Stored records

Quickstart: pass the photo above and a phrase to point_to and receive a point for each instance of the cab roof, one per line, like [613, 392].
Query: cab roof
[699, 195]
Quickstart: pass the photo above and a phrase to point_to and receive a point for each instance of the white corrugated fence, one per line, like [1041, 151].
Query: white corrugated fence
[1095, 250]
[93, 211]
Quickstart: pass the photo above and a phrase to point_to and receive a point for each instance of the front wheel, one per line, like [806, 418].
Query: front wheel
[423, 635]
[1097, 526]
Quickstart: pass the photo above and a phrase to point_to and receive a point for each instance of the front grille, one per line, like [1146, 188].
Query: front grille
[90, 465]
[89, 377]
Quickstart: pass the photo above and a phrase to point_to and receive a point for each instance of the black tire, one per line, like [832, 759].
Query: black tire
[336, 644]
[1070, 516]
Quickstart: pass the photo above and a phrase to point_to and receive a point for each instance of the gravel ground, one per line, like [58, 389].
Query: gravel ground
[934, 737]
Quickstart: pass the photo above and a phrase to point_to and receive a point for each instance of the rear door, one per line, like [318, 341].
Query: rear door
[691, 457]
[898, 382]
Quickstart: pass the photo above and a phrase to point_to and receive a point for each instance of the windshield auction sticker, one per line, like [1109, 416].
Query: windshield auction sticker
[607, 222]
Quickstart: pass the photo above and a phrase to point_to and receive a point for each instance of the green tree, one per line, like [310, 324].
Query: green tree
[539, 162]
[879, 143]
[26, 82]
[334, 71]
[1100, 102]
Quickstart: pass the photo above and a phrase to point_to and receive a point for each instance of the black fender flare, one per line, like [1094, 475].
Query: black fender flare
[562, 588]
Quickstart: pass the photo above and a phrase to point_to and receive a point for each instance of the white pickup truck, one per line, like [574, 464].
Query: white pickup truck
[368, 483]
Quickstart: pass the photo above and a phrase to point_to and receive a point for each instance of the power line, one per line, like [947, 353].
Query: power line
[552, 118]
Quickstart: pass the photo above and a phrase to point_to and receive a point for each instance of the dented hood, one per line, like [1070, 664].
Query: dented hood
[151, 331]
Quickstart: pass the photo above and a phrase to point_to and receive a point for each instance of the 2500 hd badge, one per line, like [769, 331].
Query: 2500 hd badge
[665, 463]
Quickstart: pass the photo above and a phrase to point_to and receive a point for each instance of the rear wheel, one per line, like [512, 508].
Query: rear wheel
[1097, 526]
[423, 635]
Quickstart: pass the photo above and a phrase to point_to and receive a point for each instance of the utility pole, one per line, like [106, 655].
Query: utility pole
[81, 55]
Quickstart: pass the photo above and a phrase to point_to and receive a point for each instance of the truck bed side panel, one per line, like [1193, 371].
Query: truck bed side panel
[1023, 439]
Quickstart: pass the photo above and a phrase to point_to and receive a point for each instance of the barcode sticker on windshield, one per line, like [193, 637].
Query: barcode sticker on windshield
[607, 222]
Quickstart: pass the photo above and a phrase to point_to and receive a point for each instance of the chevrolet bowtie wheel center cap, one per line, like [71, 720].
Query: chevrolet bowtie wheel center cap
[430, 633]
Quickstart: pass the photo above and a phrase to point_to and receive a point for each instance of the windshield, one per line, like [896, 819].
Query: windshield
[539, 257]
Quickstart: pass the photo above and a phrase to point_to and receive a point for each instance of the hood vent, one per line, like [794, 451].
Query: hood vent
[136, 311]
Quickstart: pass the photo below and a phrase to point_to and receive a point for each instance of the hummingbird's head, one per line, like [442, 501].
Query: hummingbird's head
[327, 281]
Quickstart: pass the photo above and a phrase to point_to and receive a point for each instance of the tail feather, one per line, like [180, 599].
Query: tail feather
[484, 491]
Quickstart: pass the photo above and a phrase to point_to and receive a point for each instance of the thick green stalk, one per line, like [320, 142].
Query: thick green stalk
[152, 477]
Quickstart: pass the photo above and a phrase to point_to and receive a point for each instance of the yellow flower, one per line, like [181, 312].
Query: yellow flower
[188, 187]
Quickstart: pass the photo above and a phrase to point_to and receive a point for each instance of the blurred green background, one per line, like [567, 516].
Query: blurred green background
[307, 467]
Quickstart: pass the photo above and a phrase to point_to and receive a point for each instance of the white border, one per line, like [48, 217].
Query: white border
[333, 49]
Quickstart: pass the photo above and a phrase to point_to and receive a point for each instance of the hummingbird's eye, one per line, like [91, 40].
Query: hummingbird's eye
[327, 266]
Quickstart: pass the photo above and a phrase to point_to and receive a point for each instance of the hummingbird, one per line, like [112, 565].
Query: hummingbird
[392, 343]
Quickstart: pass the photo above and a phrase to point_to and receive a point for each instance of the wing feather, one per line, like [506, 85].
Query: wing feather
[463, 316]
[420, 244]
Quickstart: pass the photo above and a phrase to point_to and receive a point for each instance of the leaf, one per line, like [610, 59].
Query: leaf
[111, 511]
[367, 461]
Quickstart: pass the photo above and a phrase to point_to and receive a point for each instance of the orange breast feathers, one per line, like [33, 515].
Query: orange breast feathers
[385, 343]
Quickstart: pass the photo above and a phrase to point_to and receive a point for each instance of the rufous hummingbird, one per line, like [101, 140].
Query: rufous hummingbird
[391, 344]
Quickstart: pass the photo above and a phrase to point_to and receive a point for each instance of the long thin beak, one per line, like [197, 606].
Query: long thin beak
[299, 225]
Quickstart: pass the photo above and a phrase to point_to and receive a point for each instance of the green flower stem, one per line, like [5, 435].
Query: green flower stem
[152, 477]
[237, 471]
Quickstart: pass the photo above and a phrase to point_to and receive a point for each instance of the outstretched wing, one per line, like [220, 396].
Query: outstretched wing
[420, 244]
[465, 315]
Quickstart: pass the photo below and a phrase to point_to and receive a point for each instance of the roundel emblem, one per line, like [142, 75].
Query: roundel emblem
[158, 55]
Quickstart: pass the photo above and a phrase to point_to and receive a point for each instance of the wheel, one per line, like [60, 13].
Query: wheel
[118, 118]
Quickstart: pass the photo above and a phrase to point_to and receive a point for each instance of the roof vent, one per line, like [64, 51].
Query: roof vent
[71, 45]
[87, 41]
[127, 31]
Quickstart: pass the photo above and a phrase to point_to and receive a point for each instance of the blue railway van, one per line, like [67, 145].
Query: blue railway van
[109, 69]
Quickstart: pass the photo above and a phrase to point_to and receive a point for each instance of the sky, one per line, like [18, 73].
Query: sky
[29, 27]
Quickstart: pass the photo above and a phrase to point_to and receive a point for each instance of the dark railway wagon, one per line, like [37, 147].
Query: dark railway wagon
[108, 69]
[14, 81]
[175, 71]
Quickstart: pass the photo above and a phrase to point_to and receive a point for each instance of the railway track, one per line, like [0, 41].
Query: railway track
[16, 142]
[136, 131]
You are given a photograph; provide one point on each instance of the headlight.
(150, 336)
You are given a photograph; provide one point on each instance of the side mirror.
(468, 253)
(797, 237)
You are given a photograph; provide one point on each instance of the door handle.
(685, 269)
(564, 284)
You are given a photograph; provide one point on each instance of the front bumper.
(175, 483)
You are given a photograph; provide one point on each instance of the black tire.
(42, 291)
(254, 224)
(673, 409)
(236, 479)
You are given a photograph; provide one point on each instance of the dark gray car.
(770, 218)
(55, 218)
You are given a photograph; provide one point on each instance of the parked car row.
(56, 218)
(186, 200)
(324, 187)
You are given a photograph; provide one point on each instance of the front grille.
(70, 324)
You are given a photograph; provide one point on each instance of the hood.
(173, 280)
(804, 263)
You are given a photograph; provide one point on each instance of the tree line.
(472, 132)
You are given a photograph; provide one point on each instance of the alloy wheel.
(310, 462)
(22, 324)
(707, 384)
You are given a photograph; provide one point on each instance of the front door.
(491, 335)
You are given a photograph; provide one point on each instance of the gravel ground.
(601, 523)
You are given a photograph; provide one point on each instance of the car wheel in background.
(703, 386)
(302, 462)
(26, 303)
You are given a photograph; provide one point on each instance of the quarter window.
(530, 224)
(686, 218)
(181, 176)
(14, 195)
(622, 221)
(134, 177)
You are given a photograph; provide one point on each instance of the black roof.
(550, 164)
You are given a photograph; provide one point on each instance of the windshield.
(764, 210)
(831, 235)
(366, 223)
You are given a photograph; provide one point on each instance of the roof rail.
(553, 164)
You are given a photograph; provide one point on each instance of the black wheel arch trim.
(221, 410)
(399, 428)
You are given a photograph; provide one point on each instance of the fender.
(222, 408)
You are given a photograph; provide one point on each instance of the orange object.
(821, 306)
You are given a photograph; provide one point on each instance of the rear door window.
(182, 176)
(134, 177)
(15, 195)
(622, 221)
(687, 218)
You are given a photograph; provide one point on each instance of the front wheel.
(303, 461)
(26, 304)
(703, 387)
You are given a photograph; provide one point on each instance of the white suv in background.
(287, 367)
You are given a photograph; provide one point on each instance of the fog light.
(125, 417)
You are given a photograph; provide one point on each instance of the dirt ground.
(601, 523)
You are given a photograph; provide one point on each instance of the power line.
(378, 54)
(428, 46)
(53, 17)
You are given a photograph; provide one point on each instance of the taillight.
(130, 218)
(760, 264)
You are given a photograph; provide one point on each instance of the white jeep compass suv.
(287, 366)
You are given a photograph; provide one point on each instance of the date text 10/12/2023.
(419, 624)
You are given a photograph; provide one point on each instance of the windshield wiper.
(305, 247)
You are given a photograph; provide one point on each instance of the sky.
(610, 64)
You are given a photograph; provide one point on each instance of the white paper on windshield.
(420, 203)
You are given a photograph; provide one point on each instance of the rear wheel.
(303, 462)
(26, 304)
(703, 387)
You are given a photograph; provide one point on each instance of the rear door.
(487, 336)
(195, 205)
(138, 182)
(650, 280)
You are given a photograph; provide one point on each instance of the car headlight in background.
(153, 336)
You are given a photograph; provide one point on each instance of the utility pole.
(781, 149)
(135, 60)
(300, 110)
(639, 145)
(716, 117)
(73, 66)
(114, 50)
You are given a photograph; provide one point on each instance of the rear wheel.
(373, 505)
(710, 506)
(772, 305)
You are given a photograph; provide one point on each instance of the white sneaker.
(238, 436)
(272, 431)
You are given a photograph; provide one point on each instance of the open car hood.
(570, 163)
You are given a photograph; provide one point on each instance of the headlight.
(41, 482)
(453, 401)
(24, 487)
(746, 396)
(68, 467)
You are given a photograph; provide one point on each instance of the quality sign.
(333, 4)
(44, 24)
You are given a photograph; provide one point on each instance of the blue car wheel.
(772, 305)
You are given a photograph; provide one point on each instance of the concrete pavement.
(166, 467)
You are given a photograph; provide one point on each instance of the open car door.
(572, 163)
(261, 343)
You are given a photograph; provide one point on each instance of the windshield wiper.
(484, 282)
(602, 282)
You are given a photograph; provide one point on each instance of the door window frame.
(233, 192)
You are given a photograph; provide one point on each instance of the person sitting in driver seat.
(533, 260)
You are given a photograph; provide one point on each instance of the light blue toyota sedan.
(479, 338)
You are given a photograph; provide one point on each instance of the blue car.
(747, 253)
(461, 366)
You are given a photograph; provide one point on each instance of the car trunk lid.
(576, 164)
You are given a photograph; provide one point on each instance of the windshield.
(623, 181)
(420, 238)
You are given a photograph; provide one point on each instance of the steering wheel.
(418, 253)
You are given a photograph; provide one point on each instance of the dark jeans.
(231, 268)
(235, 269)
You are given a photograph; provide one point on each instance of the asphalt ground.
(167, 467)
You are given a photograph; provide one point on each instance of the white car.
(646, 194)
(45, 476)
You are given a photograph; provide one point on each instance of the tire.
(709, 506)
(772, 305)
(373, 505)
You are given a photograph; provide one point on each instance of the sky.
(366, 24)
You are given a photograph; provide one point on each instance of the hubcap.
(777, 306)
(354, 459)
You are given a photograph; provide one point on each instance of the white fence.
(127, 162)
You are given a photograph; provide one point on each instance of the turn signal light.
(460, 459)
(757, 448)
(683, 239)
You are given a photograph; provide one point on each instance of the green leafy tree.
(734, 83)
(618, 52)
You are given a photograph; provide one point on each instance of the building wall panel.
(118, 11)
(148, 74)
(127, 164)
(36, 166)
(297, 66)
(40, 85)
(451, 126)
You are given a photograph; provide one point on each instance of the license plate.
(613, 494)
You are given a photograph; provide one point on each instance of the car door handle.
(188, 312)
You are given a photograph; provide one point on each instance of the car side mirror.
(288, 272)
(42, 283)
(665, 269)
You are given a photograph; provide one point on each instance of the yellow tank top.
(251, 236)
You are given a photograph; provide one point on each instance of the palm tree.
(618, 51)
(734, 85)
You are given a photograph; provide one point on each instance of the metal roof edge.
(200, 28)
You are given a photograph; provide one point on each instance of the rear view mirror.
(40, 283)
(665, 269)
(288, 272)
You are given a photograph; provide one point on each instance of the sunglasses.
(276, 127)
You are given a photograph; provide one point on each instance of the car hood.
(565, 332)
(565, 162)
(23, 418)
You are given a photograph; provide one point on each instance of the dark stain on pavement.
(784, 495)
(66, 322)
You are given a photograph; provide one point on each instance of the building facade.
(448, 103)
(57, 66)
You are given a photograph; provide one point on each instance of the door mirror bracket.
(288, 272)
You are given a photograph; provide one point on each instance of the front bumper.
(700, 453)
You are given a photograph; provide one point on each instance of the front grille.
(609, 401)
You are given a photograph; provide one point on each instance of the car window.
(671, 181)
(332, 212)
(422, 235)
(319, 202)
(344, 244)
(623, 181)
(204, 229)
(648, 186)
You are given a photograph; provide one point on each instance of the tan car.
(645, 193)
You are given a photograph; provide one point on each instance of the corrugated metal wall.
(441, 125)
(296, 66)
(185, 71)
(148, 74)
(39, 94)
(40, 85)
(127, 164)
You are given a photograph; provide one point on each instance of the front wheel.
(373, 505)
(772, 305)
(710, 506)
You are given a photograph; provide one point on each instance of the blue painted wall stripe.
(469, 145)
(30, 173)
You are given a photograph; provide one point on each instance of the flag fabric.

WHAT IS EXPECTED: Nothing but a number belongs in the answer: the number of lines above that contain "below".

FINISHED EXERCISE: 2